▸ **Source document**:
--

The signaling pathways from oncogenic drivers are linked to metabolic alterations due to cancer. For example, the expression of the PKM2 (an M2 isoform of pyruvate kinase) encourages the alteration of glycolytic intermediates in the direction of anabolic metabolism while regulating both transcriptional and post-transcriptional program that leads to the addiction of glutamine.

 

b)      Oncosuppressors and Metabolism

There are some oncosuppressor proteins that can regulate cellular metabolism. The inactivation of tumor suppressor p53 happens in more than 50% of all neoplasms causes a variety of metabolic consequences that could potentially stimulate the Warburg effect. P53 can possibly suppress the transcription of GLUT4 and GLUT1 and stimulate the expression of apoptosis regulator (TIGAR), TP53 induced glycolysis, SCO2, glutaminase 2 (GLS2) and many other pro-autophagic factors. It also interacts physically with glucose-6-phosphate-dehydrogenase (G6PD) with RB1-inducible coiled-coil 1 (RB1CC1).

c)       Oncometabolites and Oncoenzymes

It was found that metabolites can contribute to oncogenesis when mutations such as fumarate hydratase (FH) and succinate dehydrogenase (SDH) was linked to sporadic and familial types of cancer including pheochromocytoma, leiomyoma, renal cell carcinoma, and paraganglioma. once the enzymatic activity of SDH and FH is disrupted, succinate and fumarate accumulate resulting in oncogenesis.

Targeting Cancer Metabolism

The metabolic targets for cancer therapy rewiring of cancer cells is seen as a promising source for new drug targets. Some different approaches have resulted in the identification of agents that can help with targeting glucose metabolism for cancer therapy. However, the low number of metabolic inhibitors reflect the recent rediscovery of the field. There are also some concerns about the uniformity between malignant cells and non-transformed cells that are undergoing proliferation.

 

a)       Targeting Bioenergetic Metabolism

Some cancer-associated alterations such as the Krebs cycle, glycolysis, glutaminolysis, mitochondrial respiration, and fatty acid oxidation have been studied as potential sites for drug therapy.

 

b)      Targeting Anabolic Metabolism

The anabolic metabolism in cancer cells increases the output from nucleotide, protein, and protein biosynthesis pathways to help with the generation of new biomass in rapidly proliferating cells (includes both normal and malignant). A high metabolic flux through the pentose phosphate pathway is vital to cancer cells as it generates ribose-5-phosphate and nicotinamide adenine dinucleotide phosphate (NADPH).

--

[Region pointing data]
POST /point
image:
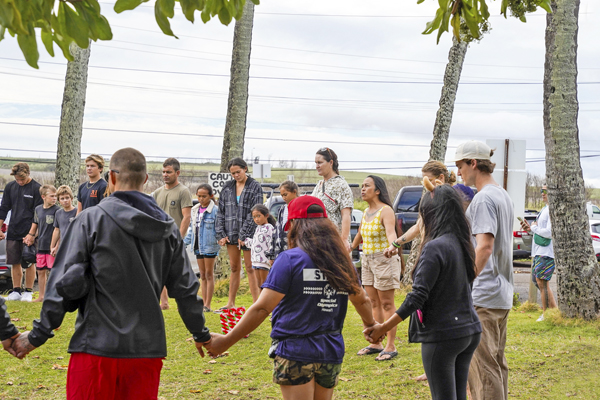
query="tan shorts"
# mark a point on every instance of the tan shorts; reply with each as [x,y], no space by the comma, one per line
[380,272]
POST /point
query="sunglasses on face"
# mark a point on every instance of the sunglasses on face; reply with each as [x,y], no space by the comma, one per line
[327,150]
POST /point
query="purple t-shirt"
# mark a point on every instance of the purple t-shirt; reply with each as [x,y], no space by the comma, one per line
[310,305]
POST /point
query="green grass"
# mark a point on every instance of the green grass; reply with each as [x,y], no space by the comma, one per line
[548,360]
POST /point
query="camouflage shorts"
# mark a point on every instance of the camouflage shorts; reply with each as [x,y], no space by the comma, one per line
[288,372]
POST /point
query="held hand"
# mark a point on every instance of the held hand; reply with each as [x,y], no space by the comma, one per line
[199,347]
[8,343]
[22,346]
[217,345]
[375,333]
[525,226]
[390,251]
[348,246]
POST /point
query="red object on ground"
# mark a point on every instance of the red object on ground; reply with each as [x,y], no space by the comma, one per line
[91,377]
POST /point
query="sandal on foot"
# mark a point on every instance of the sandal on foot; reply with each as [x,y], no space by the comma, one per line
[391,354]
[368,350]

--

▸ **Questions to answer**:
• 1. In the cancer metabolism text, in what share of all neoplasms is the tumor suppressor p53 inactivated?
• 2. Pick up the cancer metabolism text after its last sentence and continue it.

▸ **Answers to the exercises**:
• 1. More than 50% of all neoplasms.

• 2.
 

c)       Targeting Other Metabolic Pathways

Other pathways involved in the adaptation to metabolic stress may provide drug targets for cancer therapy. This applies to autophagy, hypoxia-inducible factors 1, and nicotinamide adenine dinucleotide metabolism. A competitor of nicotinamide phosphoribosyltransferase (NAMPT) known as FK866 has been observed to have antineoplastic effects in murine tumor models.

 

Conclusion

The extensive metabolic rewiring in malignant cells provides a large number of possible drug targets. Many agents that target metabolic enzymes are used for decades while others are being developed. Therefore, the use of metabolic modulators that could be complicated by the similarities of highly proliferating normal cells and metabolism of malignant cells, there might be a chance to harness the antineoplastic activity of these drugs clinically. While many efforts were focused on merging metabolic modulators and targeted anticancer drugs, there may be a common view that metabolism and signal transduction are mostly independent if not separate entities. More research is needed to study the extent of how the metabolic functions of oncosuppressive and oncogenic systems contribute to the biological activity.

References:

Galluzzi L, Kepp O, Vander Heiden MG, Kroemer G. Metabolic targets for cancer therapy. Nature Reviews Drug Discovery. 2013; 12: 829-846.